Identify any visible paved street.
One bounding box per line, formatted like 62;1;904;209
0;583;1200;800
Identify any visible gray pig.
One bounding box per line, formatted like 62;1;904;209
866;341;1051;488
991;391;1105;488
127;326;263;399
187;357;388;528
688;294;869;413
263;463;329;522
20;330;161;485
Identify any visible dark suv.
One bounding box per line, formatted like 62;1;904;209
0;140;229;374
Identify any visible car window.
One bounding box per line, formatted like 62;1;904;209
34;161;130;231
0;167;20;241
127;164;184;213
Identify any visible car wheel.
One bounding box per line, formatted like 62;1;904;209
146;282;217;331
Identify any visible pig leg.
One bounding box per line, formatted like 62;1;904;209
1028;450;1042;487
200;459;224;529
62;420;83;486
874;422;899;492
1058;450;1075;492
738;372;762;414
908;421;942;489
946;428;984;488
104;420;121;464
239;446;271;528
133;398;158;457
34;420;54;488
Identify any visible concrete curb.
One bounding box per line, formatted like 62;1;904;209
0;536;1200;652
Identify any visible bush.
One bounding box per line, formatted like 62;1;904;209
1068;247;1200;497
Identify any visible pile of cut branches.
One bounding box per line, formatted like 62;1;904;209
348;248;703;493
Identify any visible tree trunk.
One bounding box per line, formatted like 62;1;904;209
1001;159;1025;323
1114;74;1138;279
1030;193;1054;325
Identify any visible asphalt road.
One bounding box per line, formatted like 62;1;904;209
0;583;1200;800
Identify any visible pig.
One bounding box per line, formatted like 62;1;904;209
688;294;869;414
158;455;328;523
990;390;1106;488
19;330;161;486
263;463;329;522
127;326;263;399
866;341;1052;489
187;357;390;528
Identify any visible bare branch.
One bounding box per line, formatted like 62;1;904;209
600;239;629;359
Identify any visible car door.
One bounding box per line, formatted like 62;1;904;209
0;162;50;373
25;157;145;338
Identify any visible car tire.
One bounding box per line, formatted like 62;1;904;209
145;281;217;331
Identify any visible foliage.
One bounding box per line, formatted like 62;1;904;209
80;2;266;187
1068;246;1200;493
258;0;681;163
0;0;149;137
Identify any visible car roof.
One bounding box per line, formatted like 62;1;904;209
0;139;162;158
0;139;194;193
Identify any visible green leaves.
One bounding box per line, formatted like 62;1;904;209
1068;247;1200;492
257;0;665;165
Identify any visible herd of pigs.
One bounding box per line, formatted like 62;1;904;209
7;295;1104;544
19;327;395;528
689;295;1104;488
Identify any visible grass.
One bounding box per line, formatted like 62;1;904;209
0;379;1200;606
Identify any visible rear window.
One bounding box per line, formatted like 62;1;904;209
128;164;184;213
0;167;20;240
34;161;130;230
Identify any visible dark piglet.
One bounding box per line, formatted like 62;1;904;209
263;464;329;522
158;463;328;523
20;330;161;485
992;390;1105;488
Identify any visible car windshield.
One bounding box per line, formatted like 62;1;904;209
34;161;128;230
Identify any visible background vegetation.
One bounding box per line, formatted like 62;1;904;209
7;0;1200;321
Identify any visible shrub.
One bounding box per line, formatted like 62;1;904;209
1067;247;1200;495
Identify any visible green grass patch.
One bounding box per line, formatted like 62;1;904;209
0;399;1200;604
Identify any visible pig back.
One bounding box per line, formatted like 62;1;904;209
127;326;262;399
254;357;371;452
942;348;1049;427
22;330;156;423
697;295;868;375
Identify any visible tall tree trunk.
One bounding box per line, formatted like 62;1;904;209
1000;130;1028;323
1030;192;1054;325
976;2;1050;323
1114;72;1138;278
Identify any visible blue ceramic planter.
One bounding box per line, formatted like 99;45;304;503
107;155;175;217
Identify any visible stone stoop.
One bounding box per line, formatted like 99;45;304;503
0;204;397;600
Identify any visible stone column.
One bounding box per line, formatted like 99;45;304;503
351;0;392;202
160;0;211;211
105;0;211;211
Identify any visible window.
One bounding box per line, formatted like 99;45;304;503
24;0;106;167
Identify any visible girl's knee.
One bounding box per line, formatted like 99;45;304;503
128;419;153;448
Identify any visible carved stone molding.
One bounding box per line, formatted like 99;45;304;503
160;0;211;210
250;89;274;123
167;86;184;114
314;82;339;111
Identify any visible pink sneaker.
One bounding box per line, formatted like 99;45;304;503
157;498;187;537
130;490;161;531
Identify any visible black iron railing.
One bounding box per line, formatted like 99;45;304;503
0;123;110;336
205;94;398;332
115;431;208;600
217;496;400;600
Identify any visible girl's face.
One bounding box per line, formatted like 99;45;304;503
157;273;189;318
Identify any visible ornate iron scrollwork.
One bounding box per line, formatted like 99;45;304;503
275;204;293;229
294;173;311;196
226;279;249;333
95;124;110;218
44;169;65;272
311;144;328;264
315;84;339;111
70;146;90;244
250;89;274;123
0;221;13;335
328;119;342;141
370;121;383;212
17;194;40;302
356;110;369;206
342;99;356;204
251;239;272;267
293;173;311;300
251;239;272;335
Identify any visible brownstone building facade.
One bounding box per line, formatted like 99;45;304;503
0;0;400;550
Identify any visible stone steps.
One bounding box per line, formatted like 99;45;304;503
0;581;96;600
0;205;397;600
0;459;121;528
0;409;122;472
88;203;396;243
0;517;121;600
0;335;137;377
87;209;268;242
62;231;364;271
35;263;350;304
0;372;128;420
^^^^
Lay out every line of the items above as a Markdown table with the columns Row and Text, skipping blank lines. Row holds a running count and Text holds the line.

| Row | Text |
|---|---|
| 1 | Identify any visible paved street. |
| 2 | One bounding box per line, formatted like 62;1;904;209 |
| 3 | 0;583;1200;800 |
| 4 | Identify any visible gray pig. |
| 5 | One bounding box per line, formatted like 62;1;904;209 |
| 6 | 866;341;1051;488 |
| 7 | 991;391;1105;488 |
| 8 | 127;326;263;399 |
| 9 | 187;357;388;528 |
| 10 | 688;294;869;413 |
| 11 | 263;463;329;522 |
| 12 | 20;330;161;485 |
| 13 | Identify any visible dark suv. |
| 14 | One bounding box per line, formatted like 62;1;904;209 |
| 15 | 0;140;229;374 |
| 16 | Identify any visible car window. |
| 17 | One bounding box per line, formatted like 62;1;904;209 |
| 18 | 34;161;130;231 |
| 19 | 0;167;20;241 |
| 20 | 127;164;184;213 |
| 21 | Identify any visible car wheel. |
| 22 | One bounding box per line, formatted like 62;1;904;209 |
| 23 | 146;282;217;331 |
| 24 | Identify any visible pig leg. |
| 25 | One bounding box per line, formatted like 62;1;904;209 |
| 26 | 1028;450;1042;487 |
| 27 | 200;459;224;529 |
| 28 | 62;420;83;486 |
| 29 | 874;422;899;492 |
| 30 | 1058;450;1075;492 |
| 31 | 738;372;762;414 |
| 32 | 908;421;942;489 |
| 33 | 946;428;984;488 |
| 34 | 104;420;121;464 |
| 35 | 239;446;271;528 |
| 36 | 133;398;158;457 |
| 37 | 34;420;54;488 |
| 38 | Identify any visible concrete curb. |
| 39 | One bounding box per line, formatted like 62;1;904;209 |
| 40 | 0;536;1200;652 |
| 41 | Identify any visible bush. |
| 42 | One bounding box per line, formatted like 62;1;904;209 |
| 43 | 1068;247;1200;497 |
| 44 | Identify any visible pile of cut branches. |
| 45 | One bounding box per line, formatted like 62;1;904;209 |
| 46 | 348;248;703;493 |
| 47 | Identify any visible tree trunk. |
| 48 | One bounding box per line, formatted like 62;1;904;209 |
| 49 | 1001;159;1025;323 |
| 50 | 1114;74;1138;279 |
| 51 | 1030;193;1054;325 |
| 52 | Identify any visible asphalt road. |
| 53 | One bounding box per line, formatted like 62;1;904;209 |
| 54 | 0;583;1200;800 |
| 55 | Identify any visible pig. |
| 56 | One bounding box per line, formatted like 62;1;904;209 |
| 57 | 688;294;869;414 |
| 58 | 158;455;328;523 |
| 59 | 990;390;1106;488 |
| 60 | 19;330;161;486 |
| 61 | 263;463;329;522 |
| 62 | 127;326;263;399 |
| 63 | 866;341;1052;489 |
| 64 | 187;357;390;528 |
| 65 | Identify any visible bare branch. |
| 66 | One bounding box per line, formatted like 62;1;904;209 |
| 67 | 600;239;629;359 |
| 68 | Identify any visible car door. |
| 69 | One bounding box per line, formatted like 62;1;904;209 |
| 70 | 0;162;50;373 |
| 71 | 25;157;145;338 |
| 72 | Identify any visible car tire. |
| 73 | One bounding box per line, formatted like 62;1;904;209 |
| 74 | 145;281;217;331 |
| 75 | Identify any visible foliage. |
| 76 | One bounding box per line, formatted like 62;1;904;209 |
| 77 | 80;2;266;187 |
| 78 | 1068;246;1200;493 |
| 79 | 258;0;681;163 |
| 80 | 0;0;149;137 |
| 81 | Identify any visible car roof. |
| 82 | One bounding box per line, formatted like 62;1;904;209 |
| 83 | 0;139;162;158 |
| 84 | 0;139;194;193 |
| 85 | Identify any visible green leaves. |
| 86 | One bounding box per line, formatted like 62;1;904;209 |
| 87 | 1068;247;1200;492 |
| 88 | 257;0;665;165 |
| 89 | Identify any visible herd of pigs. |
| 90 | One bounding box per line, formatted like 62;1;904;209 |
| 91 | 7;295;1104;544 |
| 92 | 19;327;395;528 |
| 93 | 689;295;1104;488 |
| 94 | Identify any visible grass. |
| 95 | One bounding box per line, formatted like 62;1;904;209 |
| 96 | 0;379;1200;606 |
| 97 | Identify any visible rear window. |
| 98 | One bounding box per line, formatted like 62;1;904;209 |
| 99 | 128;164;184;213 |
| 100 | 0;167;20;240 |
| 101 | 34;161;130;230 |
| 102 | Identify any visible dark piglet. |
| 103 | One bounding box per line, formatted like 62;1;904;209 |
| 104 | 263;464;329;522 |
| 105 | 158;463;328;523 |
| 106 | 20;330;161;485 |
| 107 | 992;390;1105;488 |
| 108 | Identify any visible car windshield. |
| 109 | One bounding box per line, formatted like 62;1;904;209 |
| 110 | 34;161;128;230 |
| 111 | Identify any visible background vegetation. |
| 112 | One bounding box per line, formatted like 62;1;904;209 |
| 113 | 7;0;1200;321 |
| 114 | Identify any visible shrub. |
| 115 | One bounding box per line, formatted like 62;1;904;209 |
| 116 | 1067;247;1200;495 |
| 117 | Identify any visible green grass patch. |
| 118 | One bounding box per line, formatted like 62;1;904;209 |
| 119 | 0;399;1200;604 |
| 120 | Identify any visible pig back. |
| 121 | One bounding box per line, formatted like 62;1;904;209 |
| 122 | 127;326;262;399 |
| 123 | 254;357;371;452 |
| 124 | 942;348;1049;427 |
| 125 | 22;330;156;423 |
| 126 | 697;295;868;375 |
| 127 | Identify any visible tall tree trunk. |
| 128 | One bounding box per line, formatted like 62;1;904;209 |
| 129 | 1000;130;1028;323 |
| 130 | 1030;192;1054;325 |
| 131 | 976;2;1050;323 |
| 132 | 1114;72;1138;278 |
| 133 | Identify any visible blue ceramic planter. |
| 134 | One bounding box per line, formatted like 99;45;304;503 |
| 135 | 107;155;175;217 |
| 136 | Identify any visible stone stoop. |
| 137 | One bounding box per line, formatted like 99;45;304;503 |
| 138 | 0;204;397;600 |
| 139 | Identify any visible stone column. |
| 140 | One bounding box per line, formatted like 99;45;304;503 |
| 141 | 351;0;392;202 |
| 142 | 160;0;211;211 |
| 143 | 105;0;211;211 |
| 144 | Identify any visible window. |
| 145 | One bounding box per line, formatted like 99;45;304;503 |
| 146 | 24;0;106;167 |
| 147 | Identify any visible girl's knee. |
| 148 | One bounding box per line, formatted like 99;45;304;503 |
| 149 | 128;419;153;448 |
| 150 | Identify any visible carved stone molding. |
| 151 | One bounding box per line, formatted like 99;45;304;503 |
| 152 | 160;0;211;210 |
| 153 | 250;89;274;123 |
| 154 | 167;86;184;114 |
| 155 | 314;82;339;111 |
| 156 | Identify any visible pink sneaker. |
| 157 | One bounding box per line, formatted like 99;45;304;503 |
| 158 | 157;498;187;537 |
| 159 | 130;490;161;531 |
| 160 | Identify any visible black iron railing. |
| 161 | One bounding box per line, formatted like 99;45;304;503 |
| 162 | 0;123;110;336 |
| 163 | 205;94;398;332 |
| 164 | 115;431;208;600 |
| 165 | 217;496;400;600 |
| 166 | Identify any visible girl's face. |
| 167 | One bounding box per line, formatted like 99;45;304;503 |
| 168 | 157;273;189;318 |
| 169 | Identify any visible ornate iron scrollwork. |
| 170 | One bounding box per line, formatted like 99;45;304;503 |
| 171 | 275;204;293;229 |
| 172 | 294;173;311;196 |
| 173 | 226;279;249;333 |
| 174 | 95;124;110;218 |
| 175 | 44;169;65;272 |
| 176 | 311;144;328;264 |
| 177 | 315;84;339;111 |
| 178 | 70;146;90;244 |
| 179 | 250;89;274;123 |
| 180 | 0;221;13;335 |
| 181 | 328;119;342;141 |
| 182 | 370;121;383;212 |
| 183 | 17;194;40;302 |
| 184 | 356;110;369;206 |
| 185 | 342;99;356;204 |
| 186 | 251;239;272;267 |
| 187 | 293;173;311;300 |
| 188 | 251;239;272;335 |
| 189 | Identify any visible brownstone building facade. |
| 190 | One bounding box per line, formatted like 99;45;304;503 |
| 191 | 0;0;400;550 |
| 192 | Identify any visible stone steps. |
| 193 | One bounding box per line, formatted like 99;45;304;503 |
| 194 | 0;581;96;600 |
| 195 | 0;205;397;600 |
| 196 | 0;459;121;528 |
| 197 | 0;409;122;472 |
| 198 | 88;203;396;243 |
| 199 | 0;517;121;600 |
| 200 | 0;335;137;377 |
| 201 | 87;209;268;242 |
| 202 | 62;231;364;271 |
| 203 | 35;263;350;304 |
| 204 | 0;372;128;420 |